[Stored records]

##############################

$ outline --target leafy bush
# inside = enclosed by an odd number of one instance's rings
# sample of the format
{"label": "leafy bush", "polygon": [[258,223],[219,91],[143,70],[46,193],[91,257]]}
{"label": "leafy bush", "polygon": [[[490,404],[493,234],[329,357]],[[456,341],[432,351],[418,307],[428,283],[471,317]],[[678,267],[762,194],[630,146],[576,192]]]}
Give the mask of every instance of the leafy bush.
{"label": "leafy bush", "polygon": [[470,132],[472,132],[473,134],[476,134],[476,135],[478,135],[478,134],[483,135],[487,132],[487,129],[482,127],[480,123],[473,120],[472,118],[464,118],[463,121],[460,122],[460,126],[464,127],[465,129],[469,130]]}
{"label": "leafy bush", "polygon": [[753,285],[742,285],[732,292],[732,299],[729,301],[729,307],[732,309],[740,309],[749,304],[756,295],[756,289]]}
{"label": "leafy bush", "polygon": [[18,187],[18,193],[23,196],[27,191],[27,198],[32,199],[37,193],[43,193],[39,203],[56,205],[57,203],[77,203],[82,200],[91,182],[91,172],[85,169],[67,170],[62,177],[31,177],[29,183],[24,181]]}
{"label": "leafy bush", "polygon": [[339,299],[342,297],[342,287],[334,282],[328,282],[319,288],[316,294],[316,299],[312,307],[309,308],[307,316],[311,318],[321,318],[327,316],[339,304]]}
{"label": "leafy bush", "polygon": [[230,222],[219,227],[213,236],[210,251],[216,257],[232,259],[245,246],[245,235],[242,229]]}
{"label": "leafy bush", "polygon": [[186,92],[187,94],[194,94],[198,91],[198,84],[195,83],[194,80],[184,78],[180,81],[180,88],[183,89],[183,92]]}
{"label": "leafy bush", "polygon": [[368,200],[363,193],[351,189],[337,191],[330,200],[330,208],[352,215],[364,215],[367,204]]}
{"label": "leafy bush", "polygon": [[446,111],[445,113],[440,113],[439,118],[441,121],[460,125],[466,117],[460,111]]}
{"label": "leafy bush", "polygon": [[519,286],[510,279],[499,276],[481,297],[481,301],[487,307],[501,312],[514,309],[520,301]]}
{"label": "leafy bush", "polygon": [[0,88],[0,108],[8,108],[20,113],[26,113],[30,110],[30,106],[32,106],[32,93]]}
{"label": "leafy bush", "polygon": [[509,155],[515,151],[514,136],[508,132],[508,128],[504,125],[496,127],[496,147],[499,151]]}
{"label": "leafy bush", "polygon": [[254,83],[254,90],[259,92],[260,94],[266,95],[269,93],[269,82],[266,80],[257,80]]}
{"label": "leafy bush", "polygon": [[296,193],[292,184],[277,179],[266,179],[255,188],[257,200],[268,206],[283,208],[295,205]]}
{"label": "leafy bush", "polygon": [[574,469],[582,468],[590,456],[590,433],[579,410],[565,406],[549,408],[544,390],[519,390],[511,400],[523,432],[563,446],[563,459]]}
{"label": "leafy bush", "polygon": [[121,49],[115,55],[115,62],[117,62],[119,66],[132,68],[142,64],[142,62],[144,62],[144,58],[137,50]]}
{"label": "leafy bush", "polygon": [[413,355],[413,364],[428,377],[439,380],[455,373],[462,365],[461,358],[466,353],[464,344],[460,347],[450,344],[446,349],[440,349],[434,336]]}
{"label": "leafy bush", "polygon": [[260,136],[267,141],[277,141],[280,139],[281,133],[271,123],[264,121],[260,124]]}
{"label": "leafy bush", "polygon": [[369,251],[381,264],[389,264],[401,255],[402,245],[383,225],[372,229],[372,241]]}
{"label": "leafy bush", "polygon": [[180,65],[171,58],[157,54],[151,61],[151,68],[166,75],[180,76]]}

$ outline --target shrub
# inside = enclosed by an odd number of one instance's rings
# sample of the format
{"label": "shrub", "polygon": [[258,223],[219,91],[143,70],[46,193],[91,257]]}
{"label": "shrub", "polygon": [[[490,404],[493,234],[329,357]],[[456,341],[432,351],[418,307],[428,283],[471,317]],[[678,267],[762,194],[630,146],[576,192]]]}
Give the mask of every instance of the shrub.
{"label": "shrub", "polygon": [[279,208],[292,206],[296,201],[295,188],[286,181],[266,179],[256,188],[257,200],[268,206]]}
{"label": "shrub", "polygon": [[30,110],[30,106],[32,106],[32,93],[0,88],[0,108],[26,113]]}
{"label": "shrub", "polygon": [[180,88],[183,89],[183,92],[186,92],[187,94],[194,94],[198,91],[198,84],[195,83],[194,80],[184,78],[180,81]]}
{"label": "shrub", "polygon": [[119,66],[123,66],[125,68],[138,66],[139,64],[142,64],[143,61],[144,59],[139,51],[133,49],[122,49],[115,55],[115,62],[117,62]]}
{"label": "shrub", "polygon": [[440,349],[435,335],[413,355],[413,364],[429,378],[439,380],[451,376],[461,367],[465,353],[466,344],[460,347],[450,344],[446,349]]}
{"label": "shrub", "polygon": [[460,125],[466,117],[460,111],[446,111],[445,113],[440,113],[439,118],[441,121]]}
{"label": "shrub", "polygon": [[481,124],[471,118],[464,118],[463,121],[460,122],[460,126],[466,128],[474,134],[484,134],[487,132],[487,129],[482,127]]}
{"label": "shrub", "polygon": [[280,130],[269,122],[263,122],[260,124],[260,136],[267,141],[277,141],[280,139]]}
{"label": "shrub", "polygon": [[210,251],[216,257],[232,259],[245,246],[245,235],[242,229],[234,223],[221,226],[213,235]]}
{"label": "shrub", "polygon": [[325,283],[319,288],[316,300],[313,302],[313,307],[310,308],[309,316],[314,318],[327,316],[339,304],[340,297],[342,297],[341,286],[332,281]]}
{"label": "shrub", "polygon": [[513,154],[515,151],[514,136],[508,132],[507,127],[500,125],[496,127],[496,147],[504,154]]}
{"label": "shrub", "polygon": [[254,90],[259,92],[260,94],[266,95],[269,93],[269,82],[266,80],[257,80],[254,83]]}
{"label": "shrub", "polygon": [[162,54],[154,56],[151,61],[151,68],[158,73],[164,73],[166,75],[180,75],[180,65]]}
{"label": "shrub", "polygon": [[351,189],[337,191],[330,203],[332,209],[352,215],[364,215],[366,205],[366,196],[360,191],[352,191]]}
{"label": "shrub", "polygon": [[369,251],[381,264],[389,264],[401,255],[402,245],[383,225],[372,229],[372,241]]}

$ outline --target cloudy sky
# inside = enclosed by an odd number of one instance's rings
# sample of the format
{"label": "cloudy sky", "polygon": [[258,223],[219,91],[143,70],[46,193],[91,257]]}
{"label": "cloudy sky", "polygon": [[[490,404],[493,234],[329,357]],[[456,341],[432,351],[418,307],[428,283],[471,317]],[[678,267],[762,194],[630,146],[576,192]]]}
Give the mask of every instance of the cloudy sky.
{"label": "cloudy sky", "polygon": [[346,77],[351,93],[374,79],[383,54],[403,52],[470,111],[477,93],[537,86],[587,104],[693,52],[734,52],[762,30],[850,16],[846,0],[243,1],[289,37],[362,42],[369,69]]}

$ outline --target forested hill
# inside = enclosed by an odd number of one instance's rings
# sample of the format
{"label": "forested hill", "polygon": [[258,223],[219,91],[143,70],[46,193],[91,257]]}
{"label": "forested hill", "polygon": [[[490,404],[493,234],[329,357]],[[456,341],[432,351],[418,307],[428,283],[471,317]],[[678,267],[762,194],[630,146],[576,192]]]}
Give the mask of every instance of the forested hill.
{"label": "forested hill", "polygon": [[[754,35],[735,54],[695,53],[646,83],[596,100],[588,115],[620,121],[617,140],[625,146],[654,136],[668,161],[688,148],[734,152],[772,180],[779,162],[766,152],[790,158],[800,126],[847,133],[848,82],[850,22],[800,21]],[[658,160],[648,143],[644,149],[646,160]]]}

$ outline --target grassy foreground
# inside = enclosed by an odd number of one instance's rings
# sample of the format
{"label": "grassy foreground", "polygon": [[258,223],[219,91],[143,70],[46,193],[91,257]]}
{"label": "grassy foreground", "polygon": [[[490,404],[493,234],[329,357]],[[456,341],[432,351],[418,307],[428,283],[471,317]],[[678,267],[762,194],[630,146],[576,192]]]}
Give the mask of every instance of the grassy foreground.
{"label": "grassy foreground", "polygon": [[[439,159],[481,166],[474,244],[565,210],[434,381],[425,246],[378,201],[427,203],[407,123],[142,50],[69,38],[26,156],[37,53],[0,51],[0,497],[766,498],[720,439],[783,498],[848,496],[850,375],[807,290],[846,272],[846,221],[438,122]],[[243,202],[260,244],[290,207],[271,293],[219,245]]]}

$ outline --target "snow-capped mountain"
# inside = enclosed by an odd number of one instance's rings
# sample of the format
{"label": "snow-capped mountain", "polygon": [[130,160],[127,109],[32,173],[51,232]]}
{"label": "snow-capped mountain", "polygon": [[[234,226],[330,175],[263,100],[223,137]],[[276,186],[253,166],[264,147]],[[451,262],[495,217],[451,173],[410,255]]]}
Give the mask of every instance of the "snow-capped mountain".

##############################

◆ **To be done**
Count the lines in the data above that contain the string "hill", and reply with only that number.

◆ **Expected output**
5